Page:
HackerNews API: What if HN does not have API? Make API on the fly with APIfy - sathish316
http://apify.heroku.com/resources/4fca535156983f0001000002
======
fizx
Hah! tectonic and I applied to YC with almost exactly this in 2009?!

We went as far as building a browser-based IDE-like environment for generating
these, and a language called parsley for expressing the scrapes. If you're
interested in this, you could check out some of our related open source
libraries:

Edit: I just open-sourced the scraping wiki site we created here:
<https://github.com/fizx/parselets_com>

<http://selectorgadget.com>

<https://github.com/fizx/parsley>

<https://github.com/fizx/parsley-ruby>

<https://github.com/fizx/pyparsley>

<https://github.com/fizx/csvget>

    
    
        > cat hn.let
        {
          "headlines":[{
            "title": ".title a",
            "link": ".title a @href",
            "comments": "match(.subtext a:nth-child(3), '\\d+')",
            "user": ".subtext a:nth-child(2)",
            "score": "match(.subtext span, '\\d+')",
            "time": "match(.subtext, '\\d+\\s+\\w+\\s+ago')"

Record extracts:
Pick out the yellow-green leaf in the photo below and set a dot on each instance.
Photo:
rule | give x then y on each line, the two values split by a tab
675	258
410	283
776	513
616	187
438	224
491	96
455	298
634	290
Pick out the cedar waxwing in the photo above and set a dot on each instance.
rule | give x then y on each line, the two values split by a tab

Exercise directions:
Answer these questions about the HackerNews API thread:
(a) In what year did fizx and tectonic apply to YC?
(b) What was the language they created for expressing the scrapes called?
(c) In the hn.let listing, what value is given for "user"?

Result of this task:
(a) 2009
(b) parsley
(c) ".subtext a:nth-child(2)"